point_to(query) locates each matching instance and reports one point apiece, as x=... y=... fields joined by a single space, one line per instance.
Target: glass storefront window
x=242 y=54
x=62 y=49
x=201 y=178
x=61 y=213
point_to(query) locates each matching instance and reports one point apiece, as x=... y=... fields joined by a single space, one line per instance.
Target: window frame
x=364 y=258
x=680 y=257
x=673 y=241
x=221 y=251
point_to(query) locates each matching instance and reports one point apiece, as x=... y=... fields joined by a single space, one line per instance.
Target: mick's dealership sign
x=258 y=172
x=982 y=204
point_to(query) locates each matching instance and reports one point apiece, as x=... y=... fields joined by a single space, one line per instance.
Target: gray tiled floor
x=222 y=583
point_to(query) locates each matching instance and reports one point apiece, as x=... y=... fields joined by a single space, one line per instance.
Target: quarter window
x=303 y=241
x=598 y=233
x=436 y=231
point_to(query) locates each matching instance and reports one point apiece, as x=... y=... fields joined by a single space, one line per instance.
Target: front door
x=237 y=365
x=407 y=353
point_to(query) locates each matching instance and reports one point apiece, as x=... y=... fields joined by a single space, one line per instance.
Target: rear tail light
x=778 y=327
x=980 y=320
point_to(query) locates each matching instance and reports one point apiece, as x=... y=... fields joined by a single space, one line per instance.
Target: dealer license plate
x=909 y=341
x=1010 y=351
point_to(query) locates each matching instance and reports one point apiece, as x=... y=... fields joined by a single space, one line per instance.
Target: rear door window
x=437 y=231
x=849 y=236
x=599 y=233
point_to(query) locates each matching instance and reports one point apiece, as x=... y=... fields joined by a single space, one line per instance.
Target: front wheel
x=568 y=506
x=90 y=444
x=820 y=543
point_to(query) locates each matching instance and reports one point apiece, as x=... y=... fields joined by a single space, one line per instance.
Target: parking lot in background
◇ ◇ ◇ ◇
# PROBLEM TO WORK ON
Each line from the one containing "Target: rear door window" to the end of the entries above should be copied exactly, and no other line.

# SOLUTION FOR THIS EXERCISE
Target: rear door window
x=437 y=231
x=849 y=236
x=599 y=233
point_to(query) locates each matching instance and reports one point apiece, as x=... y=... fields joined by a single space, one line per instance.
Target: front wheel
x=568 y=506
x=90 y=444
x=820 y=543
point_to(query) locates each matching instance and reports one point apiece, as x=... y=... fields joined by a single space, one line per instance.
Target: parking lot in background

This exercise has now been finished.